> 所给文本

+--

爬蟲——用正則表達式以及BeautifulSoup兩種方法爬取豆瓣電影TOP100

本文轉載自查看原文 2017-10-07 00:23 1338

（一）正則表達式：

1.獲取HTML內容：

　　html=urllib.request.urlopen(url)

　　html=html.read().decode('utf-8')——注意編碼

2.爬取需要的信息點，提取正則表達式：

　　key=re.compile(r'正則表達式')

　　information=re.findall(key,html)

3.清洗處理數據，得到准確信息

　　a.存在空格 ——string.strip()

　　b.分割 ——string.split()

　　c.存在某個有規律的符號 ——string.find()==-1

4.打印得到需要的信息點

完整的代碼如下：

#encoding:utf-8
import urllib.request
import re
#獲取單個電影鏈接里的內容，比如評分，劇情簡介
def get_score_information(link):
	html=urllib.request.urlopen(link)
	html=html.read().decode("utf-8")
	score_patten=re.compile(r'<strong class=".*" property=".*">(.*)</strong>')
	score_all=re.findall(score_patten,html)
	for score in score_all:
		print ("The movie score is :"+score)

count=1
url="https://movie.douban.com/top250?start="

+--

(数据记录)

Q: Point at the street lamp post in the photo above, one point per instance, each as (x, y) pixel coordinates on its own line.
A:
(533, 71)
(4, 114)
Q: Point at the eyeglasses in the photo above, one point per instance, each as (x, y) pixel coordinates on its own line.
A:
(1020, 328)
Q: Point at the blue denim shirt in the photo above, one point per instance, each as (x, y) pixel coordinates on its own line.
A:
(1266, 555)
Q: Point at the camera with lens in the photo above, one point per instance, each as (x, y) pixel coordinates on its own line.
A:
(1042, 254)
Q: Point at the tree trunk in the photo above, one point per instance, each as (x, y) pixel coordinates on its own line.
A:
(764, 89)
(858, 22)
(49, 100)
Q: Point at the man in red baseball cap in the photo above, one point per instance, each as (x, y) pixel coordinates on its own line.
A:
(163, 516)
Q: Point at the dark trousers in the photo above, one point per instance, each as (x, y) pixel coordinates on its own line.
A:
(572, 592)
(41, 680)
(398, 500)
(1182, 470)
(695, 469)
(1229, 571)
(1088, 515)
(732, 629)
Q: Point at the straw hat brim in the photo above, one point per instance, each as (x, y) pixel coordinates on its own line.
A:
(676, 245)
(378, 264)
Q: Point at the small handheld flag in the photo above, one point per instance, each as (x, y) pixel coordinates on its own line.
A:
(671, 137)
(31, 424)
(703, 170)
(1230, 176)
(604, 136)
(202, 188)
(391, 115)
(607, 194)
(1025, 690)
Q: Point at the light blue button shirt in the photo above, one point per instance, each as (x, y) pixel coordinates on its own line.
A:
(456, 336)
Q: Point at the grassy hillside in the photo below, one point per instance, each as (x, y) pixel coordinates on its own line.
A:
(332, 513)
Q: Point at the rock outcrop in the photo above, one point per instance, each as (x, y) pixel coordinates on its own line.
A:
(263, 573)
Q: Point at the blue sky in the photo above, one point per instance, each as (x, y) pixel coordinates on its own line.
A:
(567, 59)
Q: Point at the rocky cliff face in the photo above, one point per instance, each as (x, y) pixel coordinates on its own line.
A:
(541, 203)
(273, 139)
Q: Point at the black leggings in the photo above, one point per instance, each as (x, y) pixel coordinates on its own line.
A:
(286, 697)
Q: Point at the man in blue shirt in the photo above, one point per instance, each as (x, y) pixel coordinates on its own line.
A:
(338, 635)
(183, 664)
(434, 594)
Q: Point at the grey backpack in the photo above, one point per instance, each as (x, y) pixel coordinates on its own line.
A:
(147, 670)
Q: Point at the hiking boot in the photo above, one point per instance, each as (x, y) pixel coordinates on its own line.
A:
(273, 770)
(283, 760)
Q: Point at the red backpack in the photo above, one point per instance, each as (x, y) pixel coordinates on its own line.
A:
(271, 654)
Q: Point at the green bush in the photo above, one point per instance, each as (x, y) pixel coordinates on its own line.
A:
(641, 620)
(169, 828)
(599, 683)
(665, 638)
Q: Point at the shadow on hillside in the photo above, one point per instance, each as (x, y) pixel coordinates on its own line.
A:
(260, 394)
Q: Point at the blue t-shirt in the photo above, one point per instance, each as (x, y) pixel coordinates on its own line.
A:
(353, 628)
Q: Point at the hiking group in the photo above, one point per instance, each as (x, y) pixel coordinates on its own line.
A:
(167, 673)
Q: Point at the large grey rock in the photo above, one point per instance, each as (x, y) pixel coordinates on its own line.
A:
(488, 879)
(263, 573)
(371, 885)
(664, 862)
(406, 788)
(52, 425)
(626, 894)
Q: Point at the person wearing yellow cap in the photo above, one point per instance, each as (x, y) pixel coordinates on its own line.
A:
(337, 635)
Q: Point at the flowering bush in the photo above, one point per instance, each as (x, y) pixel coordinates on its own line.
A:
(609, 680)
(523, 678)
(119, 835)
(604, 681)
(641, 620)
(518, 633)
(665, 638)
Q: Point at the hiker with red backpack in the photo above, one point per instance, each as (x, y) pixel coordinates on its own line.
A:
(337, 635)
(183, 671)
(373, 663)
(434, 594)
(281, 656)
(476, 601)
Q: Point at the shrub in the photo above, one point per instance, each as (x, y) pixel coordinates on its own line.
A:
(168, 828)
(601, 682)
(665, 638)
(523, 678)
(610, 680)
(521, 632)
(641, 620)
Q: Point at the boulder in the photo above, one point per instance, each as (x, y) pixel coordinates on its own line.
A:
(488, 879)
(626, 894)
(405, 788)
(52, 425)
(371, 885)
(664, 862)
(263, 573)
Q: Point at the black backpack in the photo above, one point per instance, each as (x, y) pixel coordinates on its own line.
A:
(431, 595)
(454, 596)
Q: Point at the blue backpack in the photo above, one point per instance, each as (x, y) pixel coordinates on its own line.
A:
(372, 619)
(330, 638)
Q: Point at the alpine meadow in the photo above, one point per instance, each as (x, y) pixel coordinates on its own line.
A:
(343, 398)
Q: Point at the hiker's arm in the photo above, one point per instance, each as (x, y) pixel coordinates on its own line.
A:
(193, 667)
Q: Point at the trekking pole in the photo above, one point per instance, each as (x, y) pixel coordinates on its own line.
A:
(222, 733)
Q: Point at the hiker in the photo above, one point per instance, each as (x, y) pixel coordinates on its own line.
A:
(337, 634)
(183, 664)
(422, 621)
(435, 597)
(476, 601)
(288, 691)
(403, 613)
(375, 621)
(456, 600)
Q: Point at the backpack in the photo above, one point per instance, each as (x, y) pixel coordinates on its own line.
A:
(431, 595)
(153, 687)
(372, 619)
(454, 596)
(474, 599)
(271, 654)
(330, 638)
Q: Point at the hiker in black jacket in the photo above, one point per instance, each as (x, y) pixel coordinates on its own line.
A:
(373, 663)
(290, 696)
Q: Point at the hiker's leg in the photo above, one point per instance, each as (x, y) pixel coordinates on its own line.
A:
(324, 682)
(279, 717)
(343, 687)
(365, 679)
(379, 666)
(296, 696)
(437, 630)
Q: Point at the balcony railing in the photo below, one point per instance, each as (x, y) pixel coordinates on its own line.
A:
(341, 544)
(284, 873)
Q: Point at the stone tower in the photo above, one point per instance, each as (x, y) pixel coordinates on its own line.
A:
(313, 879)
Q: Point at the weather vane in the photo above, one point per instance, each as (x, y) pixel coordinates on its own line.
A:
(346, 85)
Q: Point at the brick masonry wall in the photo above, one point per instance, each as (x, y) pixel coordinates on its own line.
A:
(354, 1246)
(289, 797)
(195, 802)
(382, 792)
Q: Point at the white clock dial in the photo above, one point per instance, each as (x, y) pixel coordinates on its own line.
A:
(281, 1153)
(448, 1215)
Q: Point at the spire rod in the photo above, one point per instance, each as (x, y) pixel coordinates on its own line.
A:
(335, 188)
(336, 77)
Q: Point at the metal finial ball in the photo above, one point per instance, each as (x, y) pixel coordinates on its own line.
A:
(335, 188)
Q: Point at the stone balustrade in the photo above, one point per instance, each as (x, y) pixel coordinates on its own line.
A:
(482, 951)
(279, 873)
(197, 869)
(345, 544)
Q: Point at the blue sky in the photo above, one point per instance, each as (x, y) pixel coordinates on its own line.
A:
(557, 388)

+--

> 书面题目
请改写原文中从“4.打印得到需要的信息點”起直到“score_all=re.findall(score_patten,html)”为止（含这两处）的部分，并将其中的“score_patten”换成“score_pattern”。

> 输出结果
4.打印得到需要的信息點

完整的代碼如下：

#encoding:utf-8
import urllib.request
import re
#獲取單個電影鏈接里的內容，比如評分，劇情簡介
def get_score_information(link):
	html=urllib.request.urlopen(link)
	html=html.read().decode("utf-8")
	score_pattern=re.compile(r'<strong class=".*" property=".*">(.*)</strong>')
	score_all=re.findall(score_pattern,html)